◆ TASK REQUIREMENTS:
• A. In the interview with Dr McClure, what level of access to treatment is described as the current situation?
• B. Print everything in the interview with Dr McClure from "Dr McClure: Well" down to "in the person.", with no changes.

Dr McClure: Well the guy in Berlin had Leukaemia, so he needed to be treated with bone marrow transplant in order to treat the Leukaemia. And so the very clever medical researcher involved used the delta32 double deletion stem cells of a bone marrow transplant and by using stem cells that had the double genetic deletion which really protects against HIV infection - that a tiny minority of people have - he was able to stop HIV completely in the person.
But it was vastly expensive and also very dangerous therapy that you would only give to someone whose life is threatened by a cancer like leukaemia. It's very very interesting of course - but the potential for using that on a wider scale - I don't really see (that there's) much possibility.
Ranadi: Is there anything you'd like to add before as we round off?
Dr McClure: For us at the IAS, all areas of research are important, but I think it's critical that we understand much better what we're doing as we roll out treatment and prevention services worldwide. We have to be strategic with the resources that we have; so that we don't make the same mistakes more than a few times, so that we learn from the best practise that's going out there as these programmes are rolled out in different ways around the world. I mean there are programmes with NGOs, with faith-based organisations, through the public sector, through the workplace.
And people are doing it in very different ways. We need much more research to understand better, as the programmes are implemented, what's working, what's not working, how to maximise the impact on health systems overall, how to maximise the impact of treatment on prevention. These are answers that are critical to understand because we want ultimately to turn the tide on the epidemic - not to be in the mode that we are right now, which is 30% access to treatment, prevention programs that really are not working as well as they can. We've got to use the resources we have while we have them for the epidemic.
Otherwise, ten years from now, I suspect, perhaps even sooner, donors will get fatigued, they'll move on to another issue and we'll be left with a chronic HIV epidemic for hundreds of years. So understanding better what we're doing now as we roll out these new programs in developing countries is so critically important in order to really make a difference.
Ranadi: Do you think it's doable?
Dr McClure: I think it's absolutely doable. We have all the tools we need to prevent and treat HIV and we need to bring treatment and prevention together. We need to make maximum use of all the tools we have. I think far too often people say, 'Until we have a preventive vaccine we're really not going to end this epidemic'. It's simply not true. If we use all the tools that we have we as effectively as we could, we could turn this epidemic around in I would say optimistically in the next 10-15 years. If we really continue to push what we're doing now and continue to push in a much stronger way to understand better what we're doing now - what's going well, what's not going well, in 15 years we can turn this epidemic around.
Ranadi: Do you see a successful vaccine anytime in the foreseeable future?
Dr McClure: You know I think one day there will be a preventive vaccine but that day is many many years away. We've learnt a lot in the past 25 years, but mostly what we've learned is the complexities of the interaction between the virus and the immune system of the person who is exposed to and is infected with HIV. And because we've learned how complex that is, we realise that developing a vaccine for HIV is nothing like developing a vaccine for polio, or for HPV, or for any of the other diseases that we have a full protective vaccine from. This virus directly impacts the immune system, not only by destroying it gradually over time, but by completely deregulating the way it works right from the moment of infection. So yes, I think we will one day. But I think it's many years away.

◆ GIVEN INFORMATION:
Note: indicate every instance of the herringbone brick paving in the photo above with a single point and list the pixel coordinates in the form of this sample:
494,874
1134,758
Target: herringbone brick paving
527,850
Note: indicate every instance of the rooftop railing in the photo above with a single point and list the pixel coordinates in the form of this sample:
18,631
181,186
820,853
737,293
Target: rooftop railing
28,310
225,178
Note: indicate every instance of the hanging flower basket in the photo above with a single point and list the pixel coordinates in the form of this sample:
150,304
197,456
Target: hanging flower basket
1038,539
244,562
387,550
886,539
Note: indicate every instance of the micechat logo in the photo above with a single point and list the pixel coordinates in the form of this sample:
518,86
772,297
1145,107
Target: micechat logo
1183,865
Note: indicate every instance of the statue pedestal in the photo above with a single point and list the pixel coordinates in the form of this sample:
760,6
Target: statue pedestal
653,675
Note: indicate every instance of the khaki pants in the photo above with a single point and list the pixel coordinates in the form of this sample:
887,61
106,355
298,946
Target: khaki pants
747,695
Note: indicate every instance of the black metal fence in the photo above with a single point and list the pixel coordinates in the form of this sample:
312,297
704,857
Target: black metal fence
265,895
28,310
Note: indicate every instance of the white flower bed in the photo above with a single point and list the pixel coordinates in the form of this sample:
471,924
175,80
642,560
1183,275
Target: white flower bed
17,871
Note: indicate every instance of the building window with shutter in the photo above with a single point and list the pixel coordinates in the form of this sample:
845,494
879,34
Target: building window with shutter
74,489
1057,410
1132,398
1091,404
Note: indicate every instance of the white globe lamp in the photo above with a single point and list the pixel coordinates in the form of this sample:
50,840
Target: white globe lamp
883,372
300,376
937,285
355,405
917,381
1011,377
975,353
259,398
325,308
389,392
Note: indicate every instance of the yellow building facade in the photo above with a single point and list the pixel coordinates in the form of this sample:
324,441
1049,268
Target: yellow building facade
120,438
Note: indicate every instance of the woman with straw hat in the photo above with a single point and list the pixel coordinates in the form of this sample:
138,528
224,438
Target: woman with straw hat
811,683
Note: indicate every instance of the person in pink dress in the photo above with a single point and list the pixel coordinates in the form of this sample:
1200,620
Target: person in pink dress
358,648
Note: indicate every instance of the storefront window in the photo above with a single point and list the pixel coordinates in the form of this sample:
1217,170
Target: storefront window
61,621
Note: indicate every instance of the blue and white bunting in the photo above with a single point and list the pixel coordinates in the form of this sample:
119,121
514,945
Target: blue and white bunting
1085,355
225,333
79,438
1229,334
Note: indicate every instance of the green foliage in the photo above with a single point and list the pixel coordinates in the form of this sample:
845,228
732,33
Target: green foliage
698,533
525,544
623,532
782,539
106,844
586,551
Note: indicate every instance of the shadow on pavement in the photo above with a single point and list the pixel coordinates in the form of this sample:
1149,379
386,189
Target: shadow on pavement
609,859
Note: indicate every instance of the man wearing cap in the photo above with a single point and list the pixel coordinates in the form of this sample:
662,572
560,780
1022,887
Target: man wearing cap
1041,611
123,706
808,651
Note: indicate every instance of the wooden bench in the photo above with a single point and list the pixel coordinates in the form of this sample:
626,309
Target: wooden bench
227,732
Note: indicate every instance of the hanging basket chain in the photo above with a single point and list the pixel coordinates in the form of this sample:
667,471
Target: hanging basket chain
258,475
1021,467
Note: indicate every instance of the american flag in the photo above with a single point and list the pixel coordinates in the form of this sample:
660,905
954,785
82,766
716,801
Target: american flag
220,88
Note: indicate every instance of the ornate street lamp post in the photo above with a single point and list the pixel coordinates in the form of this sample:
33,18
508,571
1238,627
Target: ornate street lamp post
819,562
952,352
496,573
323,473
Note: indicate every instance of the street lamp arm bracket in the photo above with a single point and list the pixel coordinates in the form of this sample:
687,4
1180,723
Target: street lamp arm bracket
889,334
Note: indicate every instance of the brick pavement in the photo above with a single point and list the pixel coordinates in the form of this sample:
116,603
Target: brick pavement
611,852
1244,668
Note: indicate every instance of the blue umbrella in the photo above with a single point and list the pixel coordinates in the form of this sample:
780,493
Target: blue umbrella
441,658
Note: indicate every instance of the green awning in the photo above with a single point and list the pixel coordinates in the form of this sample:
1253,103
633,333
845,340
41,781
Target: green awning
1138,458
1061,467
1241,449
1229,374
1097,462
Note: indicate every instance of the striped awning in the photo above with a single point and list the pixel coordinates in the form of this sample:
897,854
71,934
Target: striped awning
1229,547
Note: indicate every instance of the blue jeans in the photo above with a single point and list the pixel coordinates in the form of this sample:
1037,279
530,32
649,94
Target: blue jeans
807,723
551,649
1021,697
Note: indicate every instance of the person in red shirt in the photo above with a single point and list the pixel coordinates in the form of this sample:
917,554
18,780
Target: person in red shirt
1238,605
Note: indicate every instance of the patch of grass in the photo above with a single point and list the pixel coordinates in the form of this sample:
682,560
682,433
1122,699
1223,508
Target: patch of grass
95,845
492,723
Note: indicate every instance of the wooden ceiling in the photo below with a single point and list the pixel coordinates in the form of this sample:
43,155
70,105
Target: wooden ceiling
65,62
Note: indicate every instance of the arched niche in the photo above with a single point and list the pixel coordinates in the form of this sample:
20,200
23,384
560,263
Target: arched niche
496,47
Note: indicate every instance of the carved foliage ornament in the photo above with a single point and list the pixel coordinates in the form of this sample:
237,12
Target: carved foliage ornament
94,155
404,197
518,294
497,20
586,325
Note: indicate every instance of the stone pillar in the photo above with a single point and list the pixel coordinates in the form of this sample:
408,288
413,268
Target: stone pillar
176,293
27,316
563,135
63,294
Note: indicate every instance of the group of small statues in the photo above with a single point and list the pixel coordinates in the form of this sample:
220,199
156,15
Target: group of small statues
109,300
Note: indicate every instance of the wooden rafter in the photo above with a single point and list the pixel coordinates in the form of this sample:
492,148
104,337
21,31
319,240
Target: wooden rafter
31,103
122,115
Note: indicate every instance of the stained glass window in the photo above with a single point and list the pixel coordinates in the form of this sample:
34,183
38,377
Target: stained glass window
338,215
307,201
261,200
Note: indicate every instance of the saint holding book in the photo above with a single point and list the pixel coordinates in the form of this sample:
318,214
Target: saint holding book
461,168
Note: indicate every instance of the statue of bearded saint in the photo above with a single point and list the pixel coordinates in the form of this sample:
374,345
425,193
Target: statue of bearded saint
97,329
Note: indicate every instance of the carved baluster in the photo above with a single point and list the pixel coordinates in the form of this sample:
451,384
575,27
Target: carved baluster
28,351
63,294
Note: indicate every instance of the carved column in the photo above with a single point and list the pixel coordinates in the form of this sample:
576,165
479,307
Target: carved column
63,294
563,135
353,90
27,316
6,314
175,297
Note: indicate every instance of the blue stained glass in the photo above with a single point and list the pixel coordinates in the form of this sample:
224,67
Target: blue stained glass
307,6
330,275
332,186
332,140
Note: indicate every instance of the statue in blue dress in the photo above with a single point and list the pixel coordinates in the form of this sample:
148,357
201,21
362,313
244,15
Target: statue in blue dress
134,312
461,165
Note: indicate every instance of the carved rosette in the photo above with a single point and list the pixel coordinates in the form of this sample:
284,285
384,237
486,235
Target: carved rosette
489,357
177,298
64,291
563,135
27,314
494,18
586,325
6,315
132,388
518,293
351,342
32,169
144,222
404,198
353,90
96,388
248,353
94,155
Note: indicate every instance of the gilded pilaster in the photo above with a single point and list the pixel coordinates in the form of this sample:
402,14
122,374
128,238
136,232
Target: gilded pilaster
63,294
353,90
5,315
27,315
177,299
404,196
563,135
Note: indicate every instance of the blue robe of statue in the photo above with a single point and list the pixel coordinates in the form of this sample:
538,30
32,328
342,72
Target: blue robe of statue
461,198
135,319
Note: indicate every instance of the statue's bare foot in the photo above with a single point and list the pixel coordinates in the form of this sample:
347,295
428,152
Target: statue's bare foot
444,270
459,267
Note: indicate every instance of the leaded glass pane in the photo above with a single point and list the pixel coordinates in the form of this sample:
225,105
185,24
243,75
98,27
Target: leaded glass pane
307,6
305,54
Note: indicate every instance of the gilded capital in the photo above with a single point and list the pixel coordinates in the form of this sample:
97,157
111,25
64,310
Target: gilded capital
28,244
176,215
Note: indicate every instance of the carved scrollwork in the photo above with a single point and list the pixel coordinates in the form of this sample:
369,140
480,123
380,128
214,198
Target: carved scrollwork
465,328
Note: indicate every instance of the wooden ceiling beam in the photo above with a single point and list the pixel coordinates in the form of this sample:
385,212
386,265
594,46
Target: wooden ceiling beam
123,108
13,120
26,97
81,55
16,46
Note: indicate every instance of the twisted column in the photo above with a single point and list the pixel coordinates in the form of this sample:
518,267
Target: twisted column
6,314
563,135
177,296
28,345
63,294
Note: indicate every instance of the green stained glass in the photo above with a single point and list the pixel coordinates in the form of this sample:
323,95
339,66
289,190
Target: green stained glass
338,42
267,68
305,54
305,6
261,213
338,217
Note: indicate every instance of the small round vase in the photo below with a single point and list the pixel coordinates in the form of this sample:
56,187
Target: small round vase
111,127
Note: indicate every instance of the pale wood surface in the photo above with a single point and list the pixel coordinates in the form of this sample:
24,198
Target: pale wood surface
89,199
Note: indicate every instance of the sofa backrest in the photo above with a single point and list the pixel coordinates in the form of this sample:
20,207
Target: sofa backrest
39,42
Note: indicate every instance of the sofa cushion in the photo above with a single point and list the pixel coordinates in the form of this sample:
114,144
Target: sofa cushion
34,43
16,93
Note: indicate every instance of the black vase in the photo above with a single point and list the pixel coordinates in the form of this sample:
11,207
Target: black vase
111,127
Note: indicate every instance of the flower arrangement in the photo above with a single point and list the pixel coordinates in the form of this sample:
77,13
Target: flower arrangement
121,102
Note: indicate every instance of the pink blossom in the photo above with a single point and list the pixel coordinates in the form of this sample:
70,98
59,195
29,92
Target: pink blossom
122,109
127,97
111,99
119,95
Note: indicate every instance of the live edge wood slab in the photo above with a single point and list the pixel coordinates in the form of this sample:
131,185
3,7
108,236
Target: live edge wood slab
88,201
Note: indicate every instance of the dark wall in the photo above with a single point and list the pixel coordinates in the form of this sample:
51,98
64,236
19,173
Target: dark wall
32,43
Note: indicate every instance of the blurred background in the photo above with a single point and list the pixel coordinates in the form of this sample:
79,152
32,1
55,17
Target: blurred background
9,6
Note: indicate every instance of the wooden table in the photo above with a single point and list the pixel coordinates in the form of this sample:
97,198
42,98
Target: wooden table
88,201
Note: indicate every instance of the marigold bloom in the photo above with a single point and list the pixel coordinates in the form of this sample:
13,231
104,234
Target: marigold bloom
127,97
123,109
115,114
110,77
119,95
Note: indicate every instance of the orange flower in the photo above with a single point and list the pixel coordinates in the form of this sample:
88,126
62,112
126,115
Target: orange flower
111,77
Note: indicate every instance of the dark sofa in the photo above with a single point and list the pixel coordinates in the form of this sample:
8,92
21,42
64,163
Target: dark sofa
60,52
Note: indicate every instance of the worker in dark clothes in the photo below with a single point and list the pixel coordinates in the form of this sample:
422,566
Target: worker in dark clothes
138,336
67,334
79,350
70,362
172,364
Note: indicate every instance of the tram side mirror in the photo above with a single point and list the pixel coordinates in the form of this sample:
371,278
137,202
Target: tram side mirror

◆ RESPONSES TO THE TASKS:
• A. 30% access to treatment.

• B.
Dr McClure: Well the guy in Berlin had Leukaemia, so he needed to be treated with bone marrow transplant in order to treat the Leukaemia. And so the very clever medical researcher involved used the delta32 double deletion stem cells of a bone marrow transplant and by using stem cells that had the double genetic deletion which really protects against HIV infection - that a tiny minority of people have - he was able to stop HIV completely in the person.